Palms to Passion Sunday 2012


4/1

There are some days that start as if the universe has stripped a gear. Like you are out of sync with the cosmos in some way. Or maybe it’s just April Fools’ Day.  85Copy’s closed when I go to get the bulletins. There’s no one around when I first get to the church. Wesley and Antonia are still on the steps and it’s after 10:30. Later, Rafael will help me move them, Andre looking on, shaking his head. I think thet're incapable of following the guidelines you've set up, he says.  I’ve left my cell phone at home and Dan has left for church already so I’ll have to cab home and back to get it. People are waiting and ready When I get back, Amy has just arrived. 

The service is a little shaky gettig underway. It’s an adaptation oif a sevice  Katherine and I came up with years ago in which the liturgy moves with Jesus through  Holy Week with Stephen Mitchell’s telling of the Gospel as its text.
We read of the triumphant entry, singing Hosanna.  I remember other times, processing around the sanctuary following Greg Beyer with the berimbau. Jed Distler’s amazing creation with Katherine of the Great Round Dance of the Cross. When in the narrative Jesus prays, we pray. When they sing a psalm, we sing a psalm (118) When he breaks bread with his friends, we break bread. 
When we reach the time of  reflection, I’m starting to feel more at ease. I ask everyone to raise their palms, wave them. I ask them  I ask what it feels like to be on a march? At a rally?  For Stephen, there’s the excitement of the crowd, the chanting. For Hope, the feeling of togetherness. And for Rafael, who works security,  the stress that comes from having  to watch everything. That’s what the front end of this was all about. Palm Sunday was not a religious event. It’s not like Jesus said well next week is Easter so we need something to kick off the week....maybe something special for the children....
Check this out....Palm Sunday was primarily a political event.....what were the issues?
  • The Roman Empire occupying their country, back when occupy was only a negative word.
  • Taxation without representation, money going to support the Empire
  • Support of local leaders for the empire, the ethnarchs, the Herods, who ruled over their own people on behalf of the Romans.  
The event itself was many things...symbolically a mocking of a Roman victory parade, with #OWS cutting humor style. Imagine signs, chants, down with the empire, Rome go home..Some were hoping it was the start of the revolution...and Jesus was the guy who was going to be the leader...there bits of evidence  here and there in the Gospel that seem to indicate an underground movement with coded signs, this man with a colt, that one carrying a water jug..
OK...so why do we do it this way? How did Palm Sunday and Passion Sunday get mashed together? Palm Sunday used to stand on its own, then you woud have to go through a long week of church services. As more and moe people stopped doing that, those who set the liturgical calendar wanted to make sure that we don’t just jump from one high to another. Palm Sunday straight to Easter. Pablo Richard, a theologian from Costa Rica, says that his problem with North American  Chirstiansis that they  want to jump too quickly to the happy ending.  We need  to remind peopl that to get to Easter, you have to pass thru Good Friday, that there is  no resurection without crucixion .... so we jam it all up into one day, two liturgies, one of the Palms, one of the Passion. Can’t we have just one day to  enjoy the feeling that we might win?

┄┄┄┄┄┄┄┄┄┄

▸ **Objectives**
[1] What issues does the Palm Sunday reflection list as the political concerns behind Palm Sunday?
[2] In the Palm Sunday reflection, what country is the theologian Pablo Richard from?
[3] Reproduce the Palm Sunday reflection from "When we reach" to "for the children....".
None of the entries that follow are needed here.

Stored data

┄┄┄┄┄┄┄┄┄┄

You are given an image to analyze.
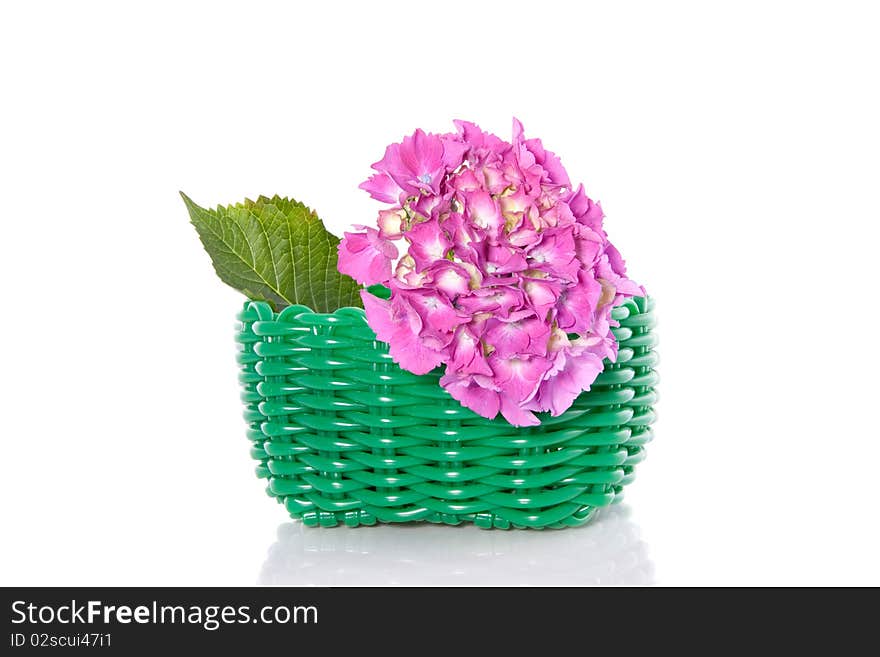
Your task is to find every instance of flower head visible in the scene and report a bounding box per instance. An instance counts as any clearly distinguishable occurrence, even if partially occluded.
[339,119,644,426]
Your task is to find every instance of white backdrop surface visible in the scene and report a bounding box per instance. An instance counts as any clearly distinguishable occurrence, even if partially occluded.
[0,0,880,585]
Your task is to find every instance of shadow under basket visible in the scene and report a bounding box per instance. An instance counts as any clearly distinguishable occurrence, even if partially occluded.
[237,298,657,529]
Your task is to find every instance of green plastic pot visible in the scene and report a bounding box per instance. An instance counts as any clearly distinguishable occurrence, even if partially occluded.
[237,298,657,529]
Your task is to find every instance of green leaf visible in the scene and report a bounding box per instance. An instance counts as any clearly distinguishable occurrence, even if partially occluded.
[180,192,362,313]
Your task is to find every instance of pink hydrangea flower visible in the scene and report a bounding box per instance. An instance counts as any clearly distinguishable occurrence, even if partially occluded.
[339,119,644,426]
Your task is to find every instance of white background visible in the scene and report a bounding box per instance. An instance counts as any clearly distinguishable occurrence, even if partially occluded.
[0,0,880,585]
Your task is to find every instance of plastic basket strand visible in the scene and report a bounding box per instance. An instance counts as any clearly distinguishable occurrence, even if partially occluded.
[237,298,657,529]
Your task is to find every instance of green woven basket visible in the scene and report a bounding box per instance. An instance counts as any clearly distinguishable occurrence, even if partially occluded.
[237,298,657,529]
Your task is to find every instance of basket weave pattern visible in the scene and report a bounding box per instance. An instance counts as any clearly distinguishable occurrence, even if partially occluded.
[237,298,657,529]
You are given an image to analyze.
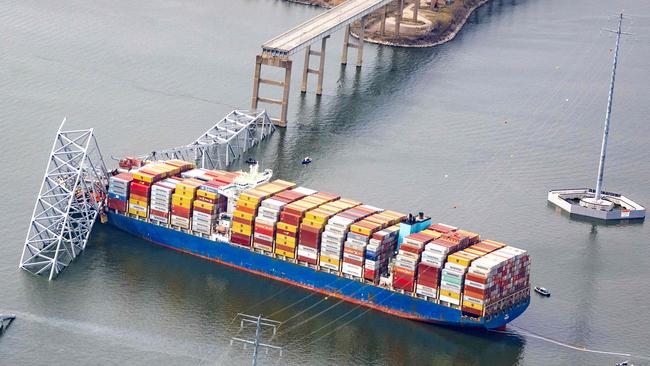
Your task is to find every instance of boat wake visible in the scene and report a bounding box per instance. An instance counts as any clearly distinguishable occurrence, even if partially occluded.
[494,324,650,360]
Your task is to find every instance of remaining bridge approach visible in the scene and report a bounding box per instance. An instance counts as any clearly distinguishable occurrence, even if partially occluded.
[251,0,408,126]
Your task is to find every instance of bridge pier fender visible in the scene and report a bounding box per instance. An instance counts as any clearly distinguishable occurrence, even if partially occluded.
[251,53,292,127]
[379,5,388,36]
[395,0,404,37]
[300,36,329,95]
[341,17,366,67]
[413,0,420,22]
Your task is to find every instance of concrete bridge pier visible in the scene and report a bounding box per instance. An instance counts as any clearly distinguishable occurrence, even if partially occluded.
[395,0,404,37]
[251,54,292,127]
[300,36,329,95]
[341,17,366,67]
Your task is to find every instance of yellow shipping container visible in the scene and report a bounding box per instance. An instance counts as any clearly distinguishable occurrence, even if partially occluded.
[129,207,147,218]
[275,248,296,258]
[278,222,298,233]
[275,234,296,246]
[447,253,473,267]
[302,219,325,229]
[172,193,194,207]
[350,225,370,236]
[232,210,255,220]
[129,198,149,207]
[320,255,340,266]
[196,189,219,200]
[440,289,460,300]
[237,196,259,209]
[232,222,252,235]
[463,301,483,311]
[420,229,442,239]
[194,200,214,211]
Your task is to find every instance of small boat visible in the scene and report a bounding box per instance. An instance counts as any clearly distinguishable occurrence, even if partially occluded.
[0,314,16,335]
[535,286,551,297]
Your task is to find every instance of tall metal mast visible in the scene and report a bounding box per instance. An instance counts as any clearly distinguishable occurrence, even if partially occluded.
[595,13,623,202]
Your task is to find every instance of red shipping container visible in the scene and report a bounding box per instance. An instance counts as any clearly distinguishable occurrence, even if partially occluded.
[129,181,151,196]
[230,233,251,247]
[298,255,318,264]
[149,209,169,217]
[255,225,275,237]
[463,285,485,299]
[237,206,257,216]
[108,197,127,212]
[461,306,483,316]
[196,196,217,204]
[232,216,253,226]
[253,236,273,248]
[465,273,487,284]
[277,228,296,238]
[172,205,191,219]
[275,243,296,253]
[280,211,302,226]
[418,277,438,288]
[343,256,363,267]
[194,206,215,215]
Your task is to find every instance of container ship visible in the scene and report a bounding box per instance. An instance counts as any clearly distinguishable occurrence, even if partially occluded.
[103,158,530,330]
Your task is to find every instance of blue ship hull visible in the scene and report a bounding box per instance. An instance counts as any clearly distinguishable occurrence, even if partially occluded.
[108,212,530,329]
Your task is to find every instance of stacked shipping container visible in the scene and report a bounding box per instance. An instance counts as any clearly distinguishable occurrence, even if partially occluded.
[342,209,404,278]
[363,226,403,284]
[253,187,316,253]
[275,192,339,259]
[107,173,133,213]
[319,205,381,277]
[297,198,361,265]
[231,180,295,247]
[462,241,530,316]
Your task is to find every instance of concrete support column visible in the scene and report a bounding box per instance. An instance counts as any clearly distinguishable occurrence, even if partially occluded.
[251,54,291,127]
[300,46,311,93]
[379,5,388,36]
[413,0,420,22]
[357,17,366,67]
[278,60,291,127]
[316,37,328,95]
[395,0,404,36]
[251,55,262,110]
[341,25,350,65]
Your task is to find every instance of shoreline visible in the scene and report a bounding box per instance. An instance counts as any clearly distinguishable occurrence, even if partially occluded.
[285,0,490,48]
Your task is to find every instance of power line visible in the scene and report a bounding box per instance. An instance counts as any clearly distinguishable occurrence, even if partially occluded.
[230,313,282,366]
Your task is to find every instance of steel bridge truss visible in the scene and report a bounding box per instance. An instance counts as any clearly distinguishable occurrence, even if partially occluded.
[20,119,108,280]
[144,110,275,169]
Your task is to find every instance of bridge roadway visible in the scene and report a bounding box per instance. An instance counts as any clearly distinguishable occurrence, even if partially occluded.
[262,0,394,57]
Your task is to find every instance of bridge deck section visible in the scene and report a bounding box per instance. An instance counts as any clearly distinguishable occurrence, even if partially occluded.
[262,0,394,57]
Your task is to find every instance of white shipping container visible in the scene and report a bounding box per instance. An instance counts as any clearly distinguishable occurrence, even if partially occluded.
[298,245,318,260]
[320,261,339,271]
[415,284,438,298]
[440,295,460,305]
[292,187,318,196]
[343,252,363,262]
[343,262,363,277]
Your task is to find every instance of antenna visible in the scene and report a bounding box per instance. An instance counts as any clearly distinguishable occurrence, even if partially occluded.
[230,313,282,366]
[595,13,630,203]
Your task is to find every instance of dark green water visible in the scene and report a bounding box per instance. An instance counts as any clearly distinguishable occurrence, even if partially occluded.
[0,0,650,365]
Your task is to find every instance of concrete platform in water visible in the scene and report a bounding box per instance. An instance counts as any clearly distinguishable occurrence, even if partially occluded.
[548,188,646,220]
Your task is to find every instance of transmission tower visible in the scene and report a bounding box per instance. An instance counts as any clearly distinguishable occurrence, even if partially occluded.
[20,119,108,280]
[230,313,282,366]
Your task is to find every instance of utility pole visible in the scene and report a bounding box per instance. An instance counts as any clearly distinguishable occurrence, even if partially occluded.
[230,313,282,366]
[595,13,630,204]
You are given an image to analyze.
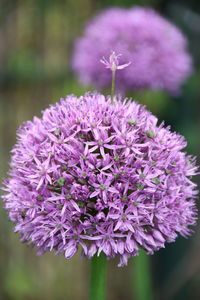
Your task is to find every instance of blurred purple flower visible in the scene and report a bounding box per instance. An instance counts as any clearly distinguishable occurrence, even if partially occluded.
[72,6,192,93]
[3,94,197,266]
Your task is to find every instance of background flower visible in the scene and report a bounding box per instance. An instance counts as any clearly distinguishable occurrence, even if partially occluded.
[1,94,197,266]
[72,6,192,93]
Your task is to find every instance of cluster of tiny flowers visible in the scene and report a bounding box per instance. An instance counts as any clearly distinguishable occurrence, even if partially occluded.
[4,93,197,266]
[72,7,192,93]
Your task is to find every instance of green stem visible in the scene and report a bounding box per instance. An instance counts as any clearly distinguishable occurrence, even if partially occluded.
[133,250,154,300]
[111,71,116,104]
[89,254,106,300]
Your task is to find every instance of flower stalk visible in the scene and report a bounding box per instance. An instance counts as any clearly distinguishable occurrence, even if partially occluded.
[89,254,107,300]
[133,250,154,300]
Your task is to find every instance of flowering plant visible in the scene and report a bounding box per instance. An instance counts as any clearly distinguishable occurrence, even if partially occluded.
[4,54,197,266]
[72,6,192,94]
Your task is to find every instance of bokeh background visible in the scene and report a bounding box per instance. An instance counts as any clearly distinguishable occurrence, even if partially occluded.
[0,0,200,300]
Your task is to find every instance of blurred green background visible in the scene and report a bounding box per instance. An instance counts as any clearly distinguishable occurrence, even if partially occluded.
[0,0,200,300]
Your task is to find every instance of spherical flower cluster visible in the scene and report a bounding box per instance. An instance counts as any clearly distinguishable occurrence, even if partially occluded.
[72,7,192,93]
[4,93,197,266]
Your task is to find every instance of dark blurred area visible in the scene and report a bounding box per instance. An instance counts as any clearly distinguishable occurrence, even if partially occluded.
[0,0,200,300]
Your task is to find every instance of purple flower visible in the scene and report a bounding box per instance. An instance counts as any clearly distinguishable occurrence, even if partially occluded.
[3,94,197,266]
[72,6,192,93]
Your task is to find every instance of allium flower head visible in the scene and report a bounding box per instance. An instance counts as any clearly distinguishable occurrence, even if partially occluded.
[72,7,192,93]
[4,94,197,266]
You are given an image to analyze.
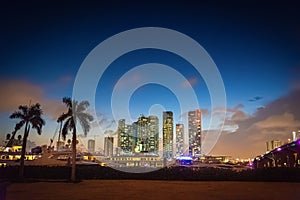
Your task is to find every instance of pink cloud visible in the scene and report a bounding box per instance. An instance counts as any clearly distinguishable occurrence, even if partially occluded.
[0,80,65,119]
[182,77,198,88]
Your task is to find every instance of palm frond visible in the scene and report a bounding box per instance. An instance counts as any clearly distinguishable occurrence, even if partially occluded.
[76,101,90,113]
[9,111,25,119]
[63,97,72,108]
[61,118,73,140]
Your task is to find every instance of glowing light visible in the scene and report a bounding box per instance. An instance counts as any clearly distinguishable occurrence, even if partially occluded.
[277,147,282,151]
[176,156,193,160]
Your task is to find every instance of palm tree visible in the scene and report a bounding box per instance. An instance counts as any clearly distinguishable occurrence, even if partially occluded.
[57,97,93,181]
[9,103,45,179]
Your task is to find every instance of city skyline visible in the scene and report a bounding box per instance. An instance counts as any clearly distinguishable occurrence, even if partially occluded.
[0,1,300,158]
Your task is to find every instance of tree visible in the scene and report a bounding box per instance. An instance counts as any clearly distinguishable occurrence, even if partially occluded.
[9,103,45,179]
[57,97,93,181]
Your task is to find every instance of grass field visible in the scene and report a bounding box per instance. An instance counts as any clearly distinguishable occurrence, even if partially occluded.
[7,180,300,200]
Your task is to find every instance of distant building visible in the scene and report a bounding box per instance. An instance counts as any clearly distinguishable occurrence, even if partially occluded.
[117,115,159,154]
[117,119,132,152]
[188,109,202,157]
[163,111,173,158]
[88,140,95,153]
[176,124,184,157]
[109,153,163,170]
[104,137,114,158]
[266,140,282,152]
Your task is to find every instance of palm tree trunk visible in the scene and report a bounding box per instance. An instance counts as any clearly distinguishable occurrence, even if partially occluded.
[19,122,30,180]
[71,126,76,182]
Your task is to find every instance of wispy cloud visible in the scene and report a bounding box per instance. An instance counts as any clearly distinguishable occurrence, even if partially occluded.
[248,96,263,102]
[182,77,198,88]
[0,80,65,119]
[211,90,300,157]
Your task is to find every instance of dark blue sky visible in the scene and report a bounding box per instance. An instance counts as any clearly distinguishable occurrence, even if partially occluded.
[0,1,300,155]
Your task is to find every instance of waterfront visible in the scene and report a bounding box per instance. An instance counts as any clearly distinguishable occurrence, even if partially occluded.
[7,180,300,200]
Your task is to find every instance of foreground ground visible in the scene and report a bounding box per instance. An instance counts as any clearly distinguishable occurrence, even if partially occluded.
[7,180,300,200]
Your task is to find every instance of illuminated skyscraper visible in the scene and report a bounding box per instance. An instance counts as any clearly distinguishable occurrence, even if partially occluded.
[188,109,202,156]
[117,119,132,152]
[148,116,159,153]
[266,140,282,152]
[176,124,184,156]
[88,140,95,153]
[136,115,159,153]
[104,137,114,157]
[163,111,173,158]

┄┄┄┄┄┄┄┄┄┄

▸ **Results for each task**
[1]
- The Roman Empire occupying their country
- Taxation without representation, with money going to support the Empire
- Support of local leaders (the ethnarchs, the Herods) for the empire, ruling over their own people on behalf of the Romans

[2] Costa Rica.

[3]
When we reach the time of  reflection, I’m starting to feel more at ease. I ask everyone to raise their palms, wave them. I ask them  I ask what it feels like to be on a march? At a rally?  For Stephen, there’s the excitement of the crowd, the chanting. For Hope, the feeling of togetherness. And for Rafael, who works security,  the stress that comes from having  to watch everything. That’s what the front end of this was all about. Palm Sunday was not a religious event. It’s not like Jesus said well next week is Easter so we need something to kick off the week....maybe something special for the children....